**Selected excerpt**.
[Start]

1

I have a user that was visiting a site and received the following error in FireFox:

Secure Connection Failed

An error occurred during the connection to foo.foo2.com.

SSL received an unexpected Server Hello handshake message. 

(Error code: SSL_ERROR_RX_UNEXPECTED_SERVER_HELLO) 

- The page you are trying to view cannot be shown because the authenticity of the received data could not be verified. 
- Please contact the website owners to inform them of this problem.  Alternatively, use the command found in the help menu to report this broken site.

I've confirmed that the site in question was NOT running a version of OpenSSL vulnerable to heartbleed, so that's not it.

Can someone elaborate on what else could cause this issue? Timeout reaching the server? Improper load balancing / prematurely directing the user to a different system?

I'm planning to get the web admin team involved but it would help to have a general idea of what can cause this issue.

[End]

**Data excerpts**.
[Start]

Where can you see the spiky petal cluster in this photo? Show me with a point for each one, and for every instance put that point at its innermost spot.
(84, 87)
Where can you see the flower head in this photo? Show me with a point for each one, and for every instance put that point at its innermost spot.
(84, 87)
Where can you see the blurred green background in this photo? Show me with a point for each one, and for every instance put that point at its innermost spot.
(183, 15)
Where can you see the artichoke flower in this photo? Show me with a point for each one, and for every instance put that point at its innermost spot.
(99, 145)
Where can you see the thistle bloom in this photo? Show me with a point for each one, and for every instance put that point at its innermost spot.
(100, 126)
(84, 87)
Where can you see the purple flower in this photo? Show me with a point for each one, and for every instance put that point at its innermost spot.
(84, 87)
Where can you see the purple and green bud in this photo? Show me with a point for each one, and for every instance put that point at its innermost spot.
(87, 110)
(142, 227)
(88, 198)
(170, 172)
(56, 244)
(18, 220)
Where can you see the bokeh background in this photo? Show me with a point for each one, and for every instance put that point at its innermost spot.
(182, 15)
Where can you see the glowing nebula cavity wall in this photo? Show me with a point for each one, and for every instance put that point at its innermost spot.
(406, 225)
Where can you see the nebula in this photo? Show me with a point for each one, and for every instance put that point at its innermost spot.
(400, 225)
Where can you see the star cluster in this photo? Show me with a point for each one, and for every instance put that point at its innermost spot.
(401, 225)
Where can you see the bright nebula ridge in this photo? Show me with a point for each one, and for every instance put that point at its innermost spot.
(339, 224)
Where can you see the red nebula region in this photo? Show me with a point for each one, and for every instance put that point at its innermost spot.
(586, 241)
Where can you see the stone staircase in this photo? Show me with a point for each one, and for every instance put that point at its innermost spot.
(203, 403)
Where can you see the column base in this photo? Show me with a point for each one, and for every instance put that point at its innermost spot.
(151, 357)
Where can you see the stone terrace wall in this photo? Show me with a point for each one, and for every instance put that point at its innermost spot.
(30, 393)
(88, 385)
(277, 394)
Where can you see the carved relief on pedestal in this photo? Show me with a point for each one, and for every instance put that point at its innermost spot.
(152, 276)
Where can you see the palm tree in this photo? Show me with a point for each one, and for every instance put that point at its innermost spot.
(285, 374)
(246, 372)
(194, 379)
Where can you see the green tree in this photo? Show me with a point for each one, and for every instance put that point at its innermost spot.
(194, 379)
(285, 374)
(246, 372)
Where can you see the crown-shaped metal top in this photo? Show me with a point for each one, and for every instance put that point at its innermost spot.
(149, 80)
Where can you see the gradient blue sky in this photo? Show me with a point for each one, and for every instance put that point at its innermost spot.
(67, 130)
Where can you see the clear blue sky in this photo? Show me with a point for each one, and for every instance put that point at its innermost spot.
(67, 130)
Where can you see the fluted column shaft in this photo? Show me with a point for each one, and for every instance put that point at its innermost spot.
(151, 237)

[End]

**The task**.
Answer these about the SSL error post:
1. Which site did Firefox name in the connection error?
2. What error code did Firefox display?
3. Which vulnerability did the poster confirm was not the cause?
The material is separate from the SSL error post.

**Complete answer**.
1. foo.foo2.com
2. SSL_ERROR_RX_UNEXPECTED_SERVER_HELLO
3. Heartbleed